*Problem to solve*.
Your task is to transcribe the entries below exactly, beginning with the line containing "white t-shirt shown in this photo?" and ending with the final line, and to add nothing else.
◆ ◆ ◆
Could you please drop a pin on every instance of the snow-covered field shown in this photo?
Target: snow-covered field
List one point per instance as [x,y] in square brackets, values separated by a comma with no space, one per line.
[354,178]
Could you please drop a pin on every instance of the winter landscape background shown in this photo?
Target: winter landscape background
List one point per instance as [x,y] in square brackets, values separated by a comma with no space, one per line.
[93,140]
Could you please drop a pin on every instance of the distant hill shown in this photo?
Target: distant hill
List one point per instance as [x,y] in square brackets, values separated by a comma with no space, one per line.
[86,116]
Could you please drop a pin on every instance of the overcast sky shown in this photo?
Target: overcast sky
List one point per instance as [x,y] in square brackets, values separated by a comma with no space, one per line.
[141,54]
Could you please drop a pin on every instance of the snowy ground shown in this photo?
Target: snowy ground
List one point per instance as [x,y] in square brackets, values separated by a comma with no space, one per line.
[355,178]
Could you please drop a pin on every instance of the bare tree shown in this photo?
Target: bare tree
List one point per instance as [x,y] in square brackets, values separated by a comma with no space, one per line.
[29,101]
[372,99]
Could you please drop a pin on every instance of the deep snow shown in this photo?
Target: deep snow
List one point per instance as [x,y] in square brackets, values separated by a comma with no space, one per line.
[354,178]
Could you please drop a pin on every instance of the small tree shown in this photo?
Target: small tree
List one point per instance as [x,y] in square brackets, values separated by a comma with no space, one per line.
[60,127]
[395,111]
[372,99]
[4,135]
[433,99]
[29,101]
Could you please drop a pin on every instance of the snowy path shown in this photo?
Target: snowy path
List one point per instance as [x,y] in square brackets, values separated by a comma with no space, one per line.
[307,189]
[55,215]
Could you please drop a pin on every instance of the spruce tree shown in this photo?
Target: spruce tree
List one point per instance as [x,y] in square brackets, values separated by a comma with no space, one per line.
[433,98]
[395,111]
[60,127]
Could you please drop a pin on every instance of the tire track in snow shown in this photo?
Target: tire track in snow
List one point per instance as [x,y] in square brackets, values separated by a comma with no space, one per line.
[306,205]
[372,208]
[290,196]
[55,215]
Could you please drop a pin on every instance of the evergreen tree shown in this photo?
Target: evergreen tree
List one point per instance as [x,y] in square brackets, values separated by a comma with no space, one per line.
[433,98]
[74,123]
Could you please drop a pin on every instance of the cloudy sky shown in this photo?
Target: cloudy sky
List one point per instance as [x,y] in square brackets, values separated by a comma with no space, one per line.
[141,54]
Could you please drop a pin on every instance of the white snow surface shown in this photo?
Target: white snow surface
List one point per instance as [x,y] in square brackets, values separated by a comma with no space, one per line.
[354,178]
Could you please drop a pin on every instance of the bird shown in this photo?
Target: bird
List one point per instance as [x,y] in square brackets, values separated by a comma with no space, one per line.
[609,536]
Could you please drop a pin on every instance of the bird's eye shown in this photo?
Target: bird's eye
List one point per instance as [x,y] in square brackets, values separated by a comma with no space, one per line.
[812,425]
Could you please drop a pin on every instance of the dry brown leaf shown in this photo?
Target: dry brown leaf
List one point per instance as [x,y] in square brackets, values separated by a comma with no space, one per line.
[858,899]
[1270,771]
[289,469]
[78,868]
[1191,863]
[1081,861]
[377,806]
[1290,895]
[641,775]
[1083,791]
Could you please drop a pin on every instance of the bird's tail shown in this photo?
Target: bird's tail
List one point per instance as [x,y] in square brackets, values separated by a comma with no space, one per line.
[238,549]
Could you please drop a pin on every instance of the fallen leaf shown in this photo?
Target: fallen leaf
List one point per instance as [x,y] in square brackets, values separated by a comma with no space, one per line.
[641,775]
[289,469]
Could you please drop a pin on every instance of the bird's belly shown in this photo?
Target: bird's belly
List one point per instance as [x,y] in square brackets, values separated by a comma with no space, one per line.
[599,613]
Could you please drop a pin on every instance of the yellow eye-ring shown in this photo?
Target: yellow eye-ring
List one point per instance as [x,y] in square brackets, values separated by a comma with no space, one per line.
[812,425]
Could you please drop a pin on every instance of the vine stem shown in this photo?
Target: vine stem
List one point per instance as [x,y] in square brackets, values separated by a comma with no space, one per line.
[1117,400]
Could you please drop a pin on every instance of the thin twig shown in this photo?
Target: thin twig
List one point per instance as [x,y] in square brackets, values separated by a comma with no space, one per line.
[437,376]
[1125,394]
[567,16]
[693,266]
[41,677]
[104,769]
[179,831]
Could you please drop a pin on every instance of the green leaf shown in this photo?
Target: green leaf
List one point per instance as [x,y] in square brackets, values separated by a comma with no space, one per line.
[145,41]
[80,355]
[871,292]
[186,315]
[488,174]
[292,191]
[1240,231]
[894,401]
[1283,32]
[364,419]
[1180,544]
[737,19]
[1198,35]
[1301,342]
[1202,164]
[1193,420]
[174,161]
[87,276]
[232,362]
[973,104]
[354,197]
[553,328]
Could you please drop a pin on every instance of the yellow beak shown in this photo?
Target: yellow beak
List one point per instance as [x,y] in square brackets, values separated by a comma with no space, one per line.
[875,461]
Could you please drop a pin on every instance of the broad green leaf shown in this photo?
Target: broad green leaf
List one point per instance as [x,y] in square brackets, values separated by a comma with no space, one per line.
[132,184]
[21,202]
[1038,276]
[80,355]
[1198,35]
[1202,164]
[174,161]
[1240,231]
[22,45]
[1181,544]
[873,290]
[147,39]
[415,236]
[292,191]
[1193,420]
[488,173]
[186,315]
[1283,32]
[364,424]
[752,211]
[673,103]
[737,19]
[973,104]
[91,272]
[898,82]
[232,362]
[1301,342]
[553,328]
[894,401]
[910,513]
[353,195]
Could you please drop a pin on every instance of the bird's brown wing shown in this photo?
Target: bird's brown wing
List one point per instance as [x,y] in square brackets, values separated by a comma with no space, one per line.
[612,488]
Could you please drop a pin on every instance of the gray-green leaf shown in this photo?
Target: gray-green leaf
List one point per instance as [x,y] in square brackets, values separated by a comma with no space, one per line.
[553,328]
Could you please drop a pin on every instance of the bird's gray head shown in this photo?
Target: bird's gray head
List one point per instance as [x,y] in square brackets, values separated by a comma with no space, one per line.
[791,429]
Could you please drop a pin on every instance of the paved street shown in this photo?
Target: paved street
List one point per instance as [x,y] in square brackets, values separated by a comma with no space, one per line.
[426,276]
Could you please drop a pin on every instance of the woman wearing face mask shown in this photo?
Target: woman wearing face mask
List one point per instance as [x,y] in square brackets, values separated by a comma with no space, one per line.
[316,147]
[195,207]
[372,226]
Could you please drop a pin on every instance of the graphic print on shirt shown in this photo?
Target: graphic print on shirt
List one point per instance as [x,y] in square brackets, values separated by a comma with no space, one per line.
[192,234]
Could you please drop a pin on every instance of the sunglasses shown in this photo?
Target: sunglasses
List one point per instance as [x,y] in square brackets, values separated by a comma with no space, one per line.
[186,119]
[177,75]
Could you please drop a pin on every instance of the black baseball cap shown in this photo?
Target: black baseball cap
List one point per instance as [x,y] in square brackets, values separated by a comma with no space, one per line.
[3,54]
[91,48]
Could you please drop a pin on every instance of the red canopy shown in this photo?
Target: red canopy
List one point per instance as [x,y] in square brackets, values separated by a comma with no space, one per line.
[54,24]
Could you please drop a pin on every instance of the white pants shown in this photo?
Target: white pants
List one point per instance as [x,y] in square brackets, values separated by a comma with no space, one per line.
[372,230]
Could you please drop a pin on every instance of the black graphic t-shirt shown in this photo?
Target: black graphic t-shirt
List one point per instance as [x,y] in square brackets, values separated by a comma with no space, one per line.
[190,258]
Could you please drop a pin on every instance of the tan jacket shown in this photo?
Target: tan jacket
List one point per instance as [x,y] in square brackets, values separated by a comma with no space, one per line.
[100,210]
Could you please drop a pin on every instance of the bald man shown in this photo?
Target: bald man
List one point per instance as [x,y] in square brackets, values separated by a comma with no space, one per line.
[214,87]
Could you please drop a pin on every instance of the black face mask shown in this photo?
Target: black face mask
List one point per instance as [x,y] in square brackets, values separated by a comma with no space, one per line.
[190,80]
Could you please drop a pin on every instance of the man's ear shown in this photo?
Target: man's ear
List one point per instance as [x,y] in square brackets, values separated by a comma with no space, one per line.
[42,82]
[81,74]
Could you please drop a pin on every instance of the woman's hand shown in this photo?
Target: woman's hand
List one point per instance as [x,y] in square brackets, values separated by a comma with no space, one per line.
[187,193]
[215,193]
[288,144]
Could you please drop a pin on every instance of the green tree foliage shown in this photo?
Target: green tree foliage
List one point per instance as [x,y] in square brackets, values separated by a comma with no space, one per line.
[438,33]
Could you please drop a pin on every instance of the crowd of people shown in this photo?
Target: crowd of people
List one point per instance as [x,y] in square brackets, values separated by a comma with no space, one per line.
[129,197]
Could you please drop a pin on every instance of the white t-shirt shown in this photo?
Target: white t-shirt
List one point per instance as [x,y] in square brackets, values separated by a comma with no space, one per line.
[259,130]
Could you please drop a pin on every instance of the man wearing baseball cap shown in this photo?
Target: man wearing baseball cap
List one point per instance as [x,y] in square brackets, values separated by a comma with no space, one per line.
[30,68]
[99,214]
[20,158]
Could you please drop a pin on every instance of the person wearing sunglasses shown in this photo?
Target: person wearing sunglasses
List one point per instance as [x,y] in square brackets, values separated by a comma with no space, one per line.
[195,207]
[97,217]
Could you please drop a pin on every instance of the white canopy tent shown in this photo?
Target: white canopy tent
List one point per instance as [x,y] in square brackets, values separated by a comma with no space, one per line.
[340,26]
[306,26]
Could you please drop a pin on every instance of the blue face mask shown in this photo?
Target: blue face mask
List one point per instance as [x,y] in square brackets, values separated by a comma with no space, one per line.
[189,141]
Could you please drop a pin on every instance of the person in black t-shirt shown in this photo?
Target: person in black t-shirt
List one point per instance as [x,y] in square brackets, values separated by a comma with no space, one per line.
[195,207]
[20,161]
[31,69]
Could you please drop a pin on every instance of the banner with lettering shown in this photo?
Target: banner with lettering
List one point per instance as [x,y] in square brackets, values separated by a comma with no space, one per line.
◆ ◆ ◆
*Answer in full*.
Could you please drop a pin on every instance of the white t-shirt shown in this photo?
Target: white t-shirt
List one point per instance as [x,y] in square brackets, values separated by a comma with no space, one per line.
[259,130]
Could you please drop a pin on every instance of the man wearing baseball cap shown in this photo?
Target: man wearing baseball cap
List one point per instance as [x,y] in square brackets, values separated by a comma with no space, one per line.
[30,68]
[99,214]
[20,158]
Could you please drop a pin on every instance of the person wearing sunglasses shown in this photo?
Target: person wearing sunglasses
List one point per instance as [x,y] in square brackets, values separated by a comma with no space, one per line.
[195,207]
[97,217]
Could you please drop a pin on every instance of the white canopy tent shown in this photo?
Target: white canopy tent
List one point per instance as [x,y] in square brackets, values separated by a comma with no space, one per line.
[340,26]
[306,26]
Could you please drop a pin on every instance of the blue face mask shown in this photo?
Target: blue face mask
List one point per instance as [x,y] in square brackets, values separated by a comma with no space, one per line.
[189,141]
Could you please drop a pin on every instance of the person in black t-shirt shown in this photo?
Target: person in black t-shirt
List one point per instance as [x,y] in square brackets, values separated by a comma with no space, one per line.
[195,207]
[20,161]
[31,69]
Could you please drop a pin on every instance of the banner with lettering shown in this photo?
Target: banner with lettering
List one point per instance as [x,y] in square brackets, values separated by a comma with no space, one per line.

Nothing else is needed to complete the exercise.